Selection:
= = = = =

Colin Burrow | Biography

Biography



All Souls College Library


I am a Senior Research Fellow and Professor of English and Comparative Literature at All Souls College, Oxford, where I am also Fellow Librarian.

I was at Bristol Grammar School before I took my BA in English Literature at Gonville and Caius College, Cambridge, in 1985. I completed a D. Phil. in 1989 at New College, Oxford, on 'The English Humanist Epic 1580-1614', having returned to Caius as a research fellow in 1987. In 1989 I became a teaching fellow in English at Caius and a University Lecturer in the Faculty of English. I served as Tutor and Director of Studies, and became a Reader in Renaissance and Comparative Literature in 2003. At Cambridge I lectured on Tragedy, Milton, Spenser, Shakespeare, and on Early Tudor and Late Elizabethan literature, as well as on a number of topics in classical literature, and ran a number of aspiration raising and outreach initiatives. At All Souls I do some lecturing in the Faculty of English and supervise graduate students, but principally I focus on my research. I also serve as one of the editors of The Review of English Studies, and review regularly for The London Review of Books, which is always fun.

= = = = =

Source material:
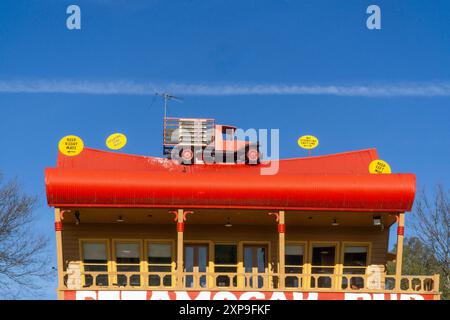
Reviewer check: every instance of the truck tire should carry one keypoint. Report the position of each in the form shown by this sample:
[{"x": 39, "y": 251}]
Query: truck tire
[{"x": 252, "y": 156}]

= = = = =

Problem set:
1. Determine whether each statement below agrees with the biography, answering yes or no and quoting the deciding words of the text: (a) The BA in English Literature was completed at Gonville and Caius College, Cambridge, in 1985. (b) The appointment as Reader in Renaissance and Comparative Literature came in 1999. (c) At All Souls, the principal focus is teaching undergraduates.
2. According to the biography, what was the topic of the D. Phil. completed at New College, Oxford?
3. Write out the part of the biography that opens with the words containing "Colin Burrow |" and closes with "also Fellow Librarian.".

Answers below:
1.
(a) Yes: "I took my BA in English Literature at Gonville and Caius College, Cambridge, in 1985."
(b) No: "became a Reader in Renaissance and Comparative Literature in 2003."
(c) No: "but principally I focus on my research."

2. 'The English Humanist Epic 1580-1614'

3.
Colin Burrow | Biography

Biography



All Souls College Library


I am a Senior Research Fellow and Professor of English and Comparative Literature at All Souls College, Oxford, where I am also Fellow Librarian.